> [TASK GOAL]: Leave out the pictures and output the data verbatim.
** SOURCE MATERIAL follows **
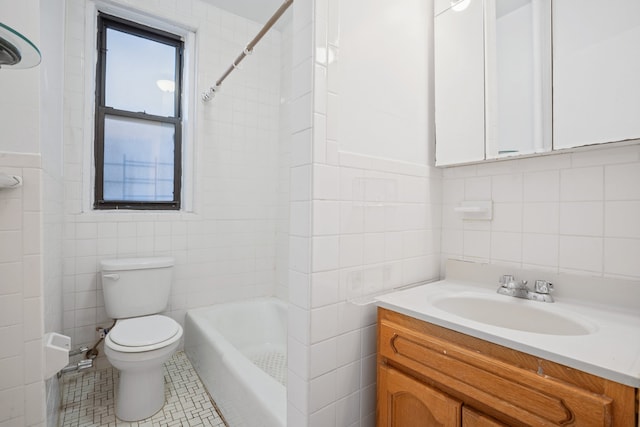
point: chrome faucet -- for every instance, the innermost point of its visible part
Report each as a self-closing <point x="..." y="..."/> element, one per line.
<point x="513" y="288"/>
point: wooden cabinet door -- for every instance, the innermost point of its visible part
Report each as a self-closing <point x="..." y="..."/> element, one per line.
<point x="405" y="402"/>
<point x="471" y="418"/>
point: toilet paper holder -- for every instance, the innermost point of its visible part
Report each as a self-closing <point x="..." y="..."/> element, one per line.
<point x="56" y="353"/>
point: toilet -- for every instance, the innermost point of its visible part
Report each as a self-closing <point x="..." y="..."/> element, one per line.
<point x="135" y="291"/>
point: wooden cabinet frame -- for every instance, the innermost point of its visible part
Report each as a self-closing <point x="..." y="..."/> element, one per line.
<point x="512" y="387"/>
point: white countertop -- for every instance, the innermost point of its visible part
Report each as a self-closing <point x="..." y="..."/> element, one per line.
<point x="611" y="350"/>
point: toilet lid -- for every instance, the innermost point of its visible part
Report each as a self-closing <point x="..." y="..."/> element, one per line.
<point x="143" y="331"/>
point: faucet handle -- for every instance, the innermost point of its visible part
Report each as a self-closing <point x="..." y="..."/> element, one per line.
<point x="543" y="287"/>
<point x="506" y="279"/>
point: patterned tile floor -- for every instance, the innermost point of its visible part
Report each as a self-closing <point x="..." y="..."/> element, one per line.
<point x="88" y="399"/>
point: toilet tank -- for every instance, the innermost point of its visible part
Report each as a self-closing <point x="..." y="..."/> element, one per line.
<point x="136" y="286"/>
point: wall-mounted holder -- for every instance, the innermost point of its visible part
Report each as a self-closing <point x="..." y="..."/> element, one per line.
<point x="10" y="181"/>
<point x="476" y="210"/>
<point x="56" y="353"/>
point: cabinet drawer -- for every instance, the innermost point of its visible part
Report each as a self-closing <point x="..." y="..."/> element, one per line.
<point x="518" y="396"/>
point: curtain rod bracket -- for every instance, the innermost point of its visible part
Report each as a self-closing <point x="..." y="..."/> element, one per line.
<point x="248" y="50"/>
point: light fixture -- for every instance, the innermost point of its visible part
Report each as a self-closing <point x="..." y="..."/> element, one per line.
<point x="166" y="85"/>
<point x="16" y="51"/>
<point x="459" y="5"/>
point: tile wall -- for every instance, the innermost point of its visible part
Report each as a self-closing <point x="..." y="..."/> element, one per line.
<point x="226" y="248"/>
<point x="570" y="212"/>
<point x="361" y="221"/>
<point x="51" y="122"/>
<point x="22" y="390"/>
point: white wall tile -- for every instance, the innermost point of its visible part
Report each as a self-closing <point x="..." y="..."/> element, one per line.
<point x="543" y="186"/>
<point x="322" y="391"/>
<point x="326" y="182"/>
<point x="622" y="219"/>
<point x="10" y="310"/>
<point x="322" y="357"/>
<point x="506" y="247"/>
<point x="325" y="288"/>
<point x="507" y="188"/>
<point x="618" y="179"/>
<point x="621" y="257"/>
<point x="325" y="253"/>
<point x="583" y="184"/>
<point x="326" y="217"/>
<point x="582" y="218"/>
<point x="507" y="217"/>
<point x="541" y="218"/>
<point x="477" y="188"/>
<point x="324" y="323"/>
<point x="581" y="253"/>
<point x="477" y="244"/>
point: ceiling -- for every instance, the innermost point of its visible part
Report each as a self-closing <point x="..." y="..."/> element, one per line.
<point x="255" y="10"/>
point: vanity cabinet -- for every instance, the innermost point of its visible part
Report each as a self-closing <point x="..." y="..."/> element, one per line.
<point x="433" y="376"/>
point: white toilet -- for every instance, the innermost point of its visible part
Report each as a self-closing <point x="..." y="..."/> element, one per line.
<point x="135" y="290"/>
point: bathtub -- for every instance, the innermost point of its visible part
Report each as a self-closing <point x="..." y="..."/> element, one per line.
<point x="239" y="351"/>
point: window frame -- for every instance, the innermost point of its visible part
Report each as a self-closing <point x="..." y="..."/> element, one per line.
<point x="106" y="21"/>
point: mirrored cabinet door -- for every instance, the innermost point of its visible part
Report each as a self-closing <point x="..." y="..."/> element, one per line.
<point x="596" y="71"/>
<point x="518" y="77"/>
<point x="459" y="82"/>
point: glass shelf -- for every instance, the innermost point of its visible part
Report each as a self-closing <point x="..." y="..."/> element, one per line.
<point x="16" y="51"/>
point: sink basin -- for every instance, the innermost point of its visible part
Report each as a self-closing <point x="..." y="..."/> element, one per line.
<point x="513" y="313"/>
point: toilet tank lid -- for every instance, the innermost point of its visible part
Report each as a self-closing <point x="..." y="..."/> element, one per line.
<point x="135" y="263"/>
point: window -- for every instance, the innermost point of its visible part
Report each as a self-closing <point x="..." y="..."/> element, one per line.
<point x="138" y="120"/>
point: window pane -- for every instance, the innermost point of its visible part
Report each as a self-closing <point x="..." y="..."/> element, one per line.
<point x="138" y="160"/>
<point x="140" y="74"/>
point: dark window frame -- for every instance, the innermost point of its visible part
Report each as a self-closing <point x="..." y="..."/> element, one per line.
<point x="102" y="111"/>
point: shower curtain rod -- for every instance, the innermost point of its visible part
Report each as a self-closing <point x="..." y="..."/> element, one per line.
<point x="211" y="92"/>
** End of SOURCE MATERIAL **
> [COMPLETED EXERCISE]:
point: chrome faucet -- for every instance, the innermost point of its visible part
Report each as a self-closing <point x="..." y="..."/> element, one per line.
<point x="513" y="288"/>
point: wooden cabinet door -- for every instance, the innermost point of its visible part
Report each as a self-closing <point x="..." y="..."/> element, one per line.
<point x="405" y="402"/>
<point x="471" y="418"/>
point: toilet paper holder -- for every instance, the innermost point of its visible part
Report each as a self-closing <point x="..." y="..."/> element, one per line.
<point x="56" y="353"/>
point: toilet -- for every instance, the innermost point of its visible part
Report each as a self-closing <point x="..." y="..."/> element, one per line.
<point x="135" y="291"/>
point: wooden cabinet frame -- for every instance, the innermost point of its visible part
Report each as a self-closing <point x="..." y="..."/> element, one per line.
<point x="512" y="387"/>
point: white countertop -- for every instance, the innermost point of its visible part
Report each as a self-closing <point x="..." y="..."/> element, one per line.
<point x="611" y="350"/>
point: toilet lid -- for every instance, the innermost point of its visible part
Report each as a self-closing <point x="..." y="..."/> element, one per line.
<point x="143" y="331"/>
point: faucet handle -- for every instance, the innermost point of its visible part
Report each as a self-closing <point x="..." y="..."/> element, one per line.
<point x="543" y="287"/>
<point x="506" y="279"/>
point: patterned tile floor -- for every instance, the innermost point of its visible part
Report each as a self-closing <point x="..." y="..."/> element, one per line.
<point x="88" y="399"/>
point: toilet tank -- for every instance, the innermost point of its visible part
Report each as a self-closing <point x="..." y="..."/> element, one per line.
<point x="136" y="286"/>
point: wall-mounted holder -- for every instance, the innermost point of its visible part
Report each as a self-closing <point x="..." y="..."/> element, one per line.
<point x="10" y="181"/>
<point x="476" y="210"/>
<point x="56" y="353"/>
point: cabinet drawer -- for every instance, the innermost point of its visible part
Report each as a self-closing <point x="..." y="..."/> element, one per line.
<point x="518" y="396"/>
point: curtain rod bracket -- for every instance, the innermost point of its visible part
Report each as a self-closing <point x="..." y="..."/> element, one per line.
<point x="248" y="50"/>
point: light fixture -- for every instance, the innermost point of its visible part
Report each as a self-closing <point x="..." y="..."/> element, one per line.
<point x="166" y="85"/>
<point x="16" y="51"/>
<point x="459" y="5"/>
point: tile wall -- for every instance, the innermost point of its visible part
Report each as a self-closing <point x="..." y="..."/> element, one per line.
<point x="226" y="248"/>
<point x="570" y="212"/>
<point x="361" y="221"/>
<point x="51" y="122"/>
<point x="22" y="390"/>
point: white wall tile -- for every instance, the innermost point of its visible part
Report each as a self-closing <point x="..." y="..."/> element, one per line.
<point x="543" y="186"/>
<point x="322" y="391"/>
<point x="326" y="182"/>
<point x="622" y="219"/>
<point x="10" y="310"/>
<point x="322" y="357"/>
<point x="506" y="247"/>
<point x="325" y="288"/>
<point x="507" y="188"/>
<point x="618" y="179"/>
<point x="621" y="257"/>
<point x="325" y="253"/>
<point x="583" y="184"/>
<point x="326" y="217"/>
<point x="582" y="218"/>
<point x="507" y="217"/>
<point x="541" y="218"/>
<point x="477" y="188"/>
<point x="324" y="323"/>
<point x="581" y="253"/>
<point x="477" y="244"/>
point: ceiling -- for every instance, the innermost point of its visible part
Report each as a self-closing <point x="..." y="..."/> element, one per line.
<point x="255" y="10"/>
point: vanity cabinet -- for every instance, the innermost point of its visible part
Report each as a self-closing <point x="..." y="..."/> element, one per line.
<point x="433" y="376"/>
point: white toilet -- for every instance, the innermost point of its visible part
Report each as a self-closing <point x="..." y="..."/> element, one per line.
<point x="135" y="290"/>
point: bathtub -- for every instance, the innermost point of its visible part
Report each as a self-closing <point x="..." y="..."/> element, one per line.
<point x="239" y="351"/>
point: window frame -- for every instance, the innermost point of its visible part
Report each as a self-closing <point x="..." y="..."/> element, one per line.
<point x="106" y="21"/>
point: mirrored cabinet door -- for every instance, the innermost point of its visible part
Report each as a self-closing <point x="..." y="..."/> element, one per line.
<point x="596" y="71"/>
<point x="518" y="77"/>
<point x="459" y="82"/>
point: glass shelf -- for every instance, the innermost point of its visible part
Report each as a self-closing <point x="..." y="..."/> element, one per line.
<point x="16" y="51"/>
point: sink basin -- for every instance, the innermost point of its visible part
Report each as a self-closing <point x="..." y="..."/> element, one per line.
<point x="513" y="313"/>
point: toilet tank lid -- for every instance, the innermost point of its visible part
Report each as a self-closing <point x="..." y="..."/> element, one per line.
<point x="135" y="263"/>
point: window -- for every instance, the innermost point of its visible part
Report each as a self-closing <point x="..." y="..."/> element, one per line.
<point x="138" y="120"/>
point: window pane -- for every instance, the innermost point of its visible part
Report each as a self-closing <point x="..." y="..."/> element, one per line.
<point x="138" y="160"/>
<point x="140" y="74"/>
point: dark window frame -- for every instance, the innermost point of its visible part
Report each as a self-closing <point x="..." y="..."/> element, one per line.
<point x="102" y="111"/>
point: shower curtain rod -- for every instance, the innermost point of its visible part
Report each as a self-closing <point x="..." y="..."/> element, one per line.
<point x="211" y="92"/>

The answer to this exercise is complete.